Problem statement:
Give back all of the data exactly. Leave nothing out.

Natural language region descriptions:
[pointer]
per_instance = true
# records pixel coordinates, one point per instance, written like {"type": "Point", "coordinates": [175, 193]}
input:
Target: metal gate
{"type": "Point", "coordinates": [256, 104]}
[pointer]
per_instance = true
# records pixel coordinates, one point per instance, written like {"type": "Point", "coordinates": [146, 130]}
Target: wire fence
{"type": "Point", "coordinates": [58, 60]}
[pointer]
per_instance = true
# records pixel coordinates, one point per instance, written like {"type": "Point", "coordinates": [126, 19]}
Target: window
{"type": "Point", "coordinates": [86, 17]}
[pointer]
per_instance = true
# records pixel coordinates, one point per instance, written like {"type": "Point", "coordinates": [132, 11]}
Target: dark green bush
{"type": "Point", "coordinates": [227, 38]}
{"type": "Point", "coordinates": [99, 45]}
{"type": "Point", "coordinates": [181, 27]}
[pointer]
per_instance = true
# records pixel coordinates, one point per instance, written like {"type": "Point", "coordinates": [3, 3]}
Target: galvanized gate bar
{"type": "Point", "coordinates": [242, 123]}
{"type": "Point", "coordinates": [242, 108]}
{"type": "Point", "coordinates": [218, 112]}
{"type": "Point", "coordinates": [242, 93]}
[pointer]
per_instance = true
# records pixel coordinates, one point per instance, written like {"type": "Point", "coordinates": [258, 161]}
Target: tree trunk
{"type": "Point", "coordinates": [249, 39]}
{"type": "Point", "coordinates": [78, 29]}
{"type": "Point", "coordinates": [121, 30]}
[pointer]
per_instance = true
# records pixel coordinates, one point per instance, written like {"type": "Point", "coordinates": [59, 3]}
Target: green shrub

Reply to the exercise:
[pointer]
per_instance = true
# records pixel coordinates, one point per instance, written like {"type": "Point", "coordinates": [175, 193]}
input:
Target: metal gate
{"type": "Point", "coordinates": [256, 104]}
[pointer]
per_instance = true
# records pixel coordinates, one point per instance, written like {"type": "Point", "coordinates": [146, 130]}
Target: wire fence
{"type": "Point", "coordinates": [58, 60]}
[pointer]
per_instance = true
# records pixel coordinates, one point per instance, written like {"type": "Point", "coordinates": [126, 19]}
Target: window
{"type": "Point", "coordinates": [86, 17]}
[pointer]
per_instance = true
# records pixel coordinates, one point per instance, written like {"type": "Point", "coordinates": [132, 11]}
Target: dark green bush
{"type": "Point", "coordinates": [227, 38]}
{"type": "Point", "coordinates": [99, 45]}
{"type": "Point", "coordinates": [181, 27]}
[pointer]
per_instance = true
# records pixel coordinates, one point per instance, written like {"type": "Point", "coordinates": [3, 3]}
Target: galvanized gate bar
{"type": "Point", "coordinates": [242, 123]}
{"type": "Point", "coordinates": [242, 108]}
{"type": "Point", "coordinates": [218, 112]}
{"type": "Point", "coordinates": [242, 93]}
[pointer]
per_instance = true
# records pixel coordinates, one point per instance, written like {"type": "Point", "coordinates": [258, 161]}
Target: tree trunk
{"type": "Point", "coordinates": [249, 39]}
{"type": "Point", "coordinates": [78, 29]}
{"type": "Point", "coordinates": [121, 30]}
[pointer]
per_instance = true
# records pixel coordinates, one point per instance, written like {"type": "Point", "coordinates": [59, 3]}
Target: green shrub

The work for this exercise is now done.